**Exercise objective**
Please pick out each line in the entries below that contains the word "kite", and copy those lines out in full.

··· Given information ···

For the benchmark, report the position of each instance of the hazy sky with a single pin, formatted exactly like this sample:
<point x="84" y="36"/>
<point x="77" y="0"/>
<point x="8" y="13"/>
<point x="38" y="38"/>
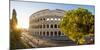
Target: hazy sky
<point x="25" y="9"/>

···
··· Given information ···

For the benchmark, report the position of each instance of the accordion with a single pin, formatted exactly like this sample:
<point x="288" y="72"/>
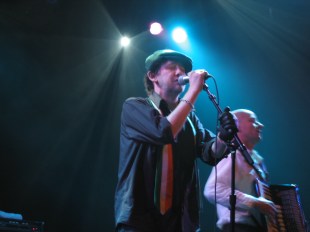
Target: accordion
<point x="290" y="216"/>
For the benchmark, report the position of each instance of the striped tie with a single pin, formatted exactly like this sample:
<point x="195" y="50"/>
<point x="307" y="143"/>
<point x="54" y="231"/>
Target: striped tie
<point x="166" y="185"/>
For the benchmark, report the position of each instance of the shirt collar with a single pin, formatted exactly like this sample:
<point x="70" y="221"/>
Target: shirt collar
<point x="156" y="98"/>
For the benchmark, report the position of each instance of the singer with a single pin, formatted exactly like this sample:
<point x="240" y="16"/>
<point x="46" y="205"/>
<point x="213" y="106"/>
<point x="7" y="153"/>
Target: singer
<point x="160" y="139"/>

···
··· Given information ···

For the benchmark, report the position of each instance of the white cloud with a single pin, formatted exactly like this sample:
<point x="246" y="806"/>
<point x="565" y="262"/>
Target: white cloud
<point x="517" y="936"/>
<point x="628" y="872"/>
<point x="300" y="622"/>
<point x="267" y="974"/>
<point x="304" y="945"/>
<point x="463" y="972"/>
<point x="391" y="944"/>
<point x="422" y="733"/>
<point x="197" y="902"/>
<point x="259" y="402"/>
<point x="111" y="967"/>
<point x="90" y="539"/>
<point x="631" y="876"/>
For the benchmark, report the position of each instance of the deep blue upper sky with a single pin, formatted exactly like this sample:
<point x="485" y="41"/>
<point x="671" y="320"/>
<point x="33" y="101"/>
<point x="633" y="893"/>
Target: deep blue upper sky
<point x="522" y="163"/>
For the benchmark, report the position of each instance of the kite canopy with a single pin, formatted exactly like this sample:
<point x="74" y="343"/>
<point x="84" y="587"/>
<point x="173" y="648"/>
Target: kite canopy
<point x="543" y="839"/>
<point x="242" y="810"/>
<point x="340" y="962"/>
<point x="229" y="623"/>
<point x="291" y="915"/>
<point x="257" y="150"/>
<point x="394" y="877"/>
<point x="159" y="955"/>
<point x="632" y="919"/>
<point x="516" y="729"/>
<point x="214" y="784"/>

···

**Solution for this exercise**
For the benchmark, report the position of each instance of the kite canopy with a single pin, formatted exactly like this sample:
Target: kite canopy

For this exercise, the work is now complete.